PROMPT:
Set down, exactly as written, every line from the one containing "Where can you see the surfer's leg?" through the end of the listing.
★ ★ ★
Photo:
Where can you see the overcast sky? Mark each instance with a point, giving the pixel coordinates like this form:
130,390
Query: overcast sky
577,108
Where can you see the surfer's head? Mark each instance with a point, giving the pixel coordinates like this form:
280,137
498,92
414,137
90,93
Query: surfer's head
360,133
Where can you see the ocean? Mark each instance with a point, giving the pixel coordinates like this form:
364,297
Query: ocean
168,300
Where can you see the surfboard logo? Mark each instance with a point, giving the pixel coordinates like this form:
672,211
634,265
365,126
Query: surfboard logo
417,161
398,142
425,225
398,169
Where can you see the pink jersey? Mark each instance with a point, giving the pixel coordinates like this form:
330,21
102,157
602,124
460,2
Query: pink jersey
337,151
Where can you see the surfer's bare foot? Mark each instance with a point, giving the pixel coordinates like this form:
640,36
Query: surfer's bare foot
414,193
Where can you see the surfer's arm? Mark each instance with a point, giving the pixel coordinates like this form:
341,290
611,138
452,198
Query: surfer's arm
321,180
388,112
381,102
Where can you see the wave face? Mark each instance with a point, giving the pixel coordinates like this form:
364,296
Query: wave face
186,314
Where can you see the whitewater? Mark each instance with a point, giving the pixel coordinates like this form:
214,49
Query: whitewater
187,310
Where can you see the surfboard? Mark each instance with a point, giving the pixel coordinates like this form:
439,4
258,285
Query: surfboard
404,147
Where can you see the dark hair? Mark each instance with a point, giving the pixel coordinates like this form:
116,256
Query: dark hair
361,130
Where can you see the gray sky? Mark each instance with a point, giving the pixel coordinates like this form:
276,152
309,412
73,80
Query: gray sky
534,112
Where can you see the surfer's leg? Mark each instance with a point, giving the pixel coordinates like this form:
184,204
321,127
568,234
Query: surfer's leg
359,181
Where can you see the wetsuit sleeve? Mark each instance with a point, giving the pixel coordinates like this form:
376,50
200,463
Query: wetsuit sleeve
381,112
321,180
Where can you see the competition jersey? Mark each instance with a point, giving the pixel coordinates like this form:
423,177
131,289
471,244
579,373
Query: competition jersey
★ ★ ★
EXERCISE RESULT:
Where can you see the surfer's leg? Mark each instance with a point, giving the pixel coordinates like this form:
184,204
321,127
568,234
Query: surfer's leg
359,181
Where can you see the wetsuit sleeve? Mark each instance with a point, giving the pixel coordinates like this form:
376,50
200,463
Query: wetsuit sleeve
381,112
321,180
Where can you see the competition jersey? Mark each instance with a point, giving the pixel coordinates like this form:
423,177
131,289
471,244
579,373
Query: competition jersey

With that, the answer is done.